> [GOAL]: From the line with "Task: confirm every instance of the sidewalk" to the final line of the records, reproduce every line exactly and only those lines.
** BEGIN SOURCE DATA **
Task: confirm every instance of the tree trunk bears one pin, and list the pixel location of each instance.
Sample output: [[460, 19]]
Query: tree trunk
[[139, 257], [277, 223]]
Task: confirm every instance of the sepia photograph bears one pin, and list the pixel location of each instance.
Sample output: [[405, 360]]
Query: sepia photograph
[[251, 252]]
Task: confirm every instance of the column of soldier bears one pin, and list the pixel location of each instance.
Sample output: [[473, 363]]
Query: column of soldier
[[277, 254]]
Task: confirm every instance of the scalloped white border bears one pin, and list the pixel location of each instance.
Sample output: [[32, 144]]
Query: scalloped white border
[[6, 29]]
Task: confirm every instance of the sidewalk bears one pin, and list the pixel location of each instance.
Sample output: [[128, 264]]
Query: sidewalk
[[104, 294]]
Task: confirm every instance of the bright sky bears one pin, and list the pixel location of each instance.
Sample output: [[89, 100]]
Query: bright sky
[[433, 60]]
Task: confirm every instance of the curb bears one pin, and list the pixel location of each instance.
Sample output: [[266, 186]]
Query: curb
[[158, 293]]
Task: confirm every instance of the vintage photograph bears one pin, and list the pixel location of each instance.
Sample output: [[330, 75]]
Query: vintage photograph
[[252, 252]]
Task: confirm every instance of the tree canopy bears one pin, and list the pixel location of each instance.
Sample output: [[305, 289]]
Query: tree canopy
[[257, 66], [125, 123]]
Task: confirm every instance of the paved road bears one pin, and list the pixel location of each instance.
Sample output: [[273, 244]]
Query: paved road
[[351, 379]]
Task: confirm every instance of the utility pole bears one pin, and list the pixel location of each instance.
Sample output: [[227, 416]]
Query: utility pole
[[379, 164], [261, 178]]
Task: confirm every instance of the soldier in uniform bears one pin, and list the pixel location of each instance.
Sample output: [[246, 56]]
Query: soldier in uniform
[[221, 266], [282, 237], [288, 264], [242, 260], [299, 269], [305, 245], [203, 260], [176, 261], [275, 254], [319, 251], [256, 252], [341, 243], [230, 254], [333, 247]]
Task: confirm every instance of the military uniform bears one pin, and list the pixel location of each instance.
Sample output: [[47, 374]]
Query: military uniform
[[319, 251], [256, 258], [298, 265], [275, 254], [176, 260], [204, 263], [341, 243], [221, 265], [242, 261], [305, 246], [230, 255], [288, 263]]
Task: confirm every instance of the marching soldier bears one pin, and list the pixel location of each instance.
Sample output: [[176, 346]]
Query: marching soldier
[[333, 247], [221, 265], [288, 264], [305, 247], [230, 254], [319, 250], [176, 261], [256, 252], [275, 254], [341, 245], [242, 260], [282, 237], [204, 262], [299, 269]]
** END SOURCE DATA **
> [THE REPLY]:
Task: confirm every instance of the sidewalk bears one pin, and list the pixel location of each instance.
Sample output: [[128, 264]]
Query: sidewalk
[[104, 294]]
Task: confirm every instance of the bright sky bears one pin, and list the pixel location of each instance.
Sample output: [[89, 100]]
Query: bright sky
[[433, 60]]
Task: confirm every instance of the curb bears one pin, and list the pixel location of each instance.
Sample output: [[266, 186]]
Query: curb
[[158, 293]]
Task: confirm every instance of the vintage photograph bears one pin, and list the pixel location of each instance.
Sample output: [[330, 75]]
Query: vintage photograph
[[252, 252]]
Task: confirm every instance of the tree canopy bears one pin, and list the pixel location of each instance.
Sample output: [[305, 289]]
Query: tree canopy
[[257, 66], [125, 123]]
Task: confirm every instance of the paved road bears one pin, and list the pixel location of each instance.
Sample output: [[273, 244]]
Query: paved road
[[351, 379]]
Task: confirm every instance of the utility pole bears one pin, and list the pixel location of each instance.
Sample output: [[227, 416]]
Query: utility pole
[[379, 164], [261, 178]]
Task: confirm every instance of the soldier in uniform bears one pin, and list the pixel location of each instance.
Sample output: [[246, 56]]
Query: soldier in uniform
[[221, 266], [282, 237], [288, 264], [242, 260], [299, 269], [305, 245], [203, 260], [176, 261], [275, 254], [319, 251], [256, 252], [341, 243], [230, 254], [333, 247]]
Task: confirm every instance of the military uniform bears one pin, and list the pixel location of each instance.
Sample output: [[47, 374]]
Query: military uniform
[[319, 251], [256, 258], [298, 265], [275, 254], [176, 260], [204, 263], [341, 243], [221, 265], [242, 261], [305, 246], [230, 255], [288, 263]]
Task: confirm every instance of the marching soldier bears one pin, and list the pixel location of each instance.
Sample output: [[176, 346]]
Query: marching soldier
[[333, 247], [221, 265], [288, 264], [305, 247], [230, 254], [319, 250], [176, 261], [256, 252], [275, 254], [341, 245], [242, 260], [282, 237], [204, 262], [299, 269]]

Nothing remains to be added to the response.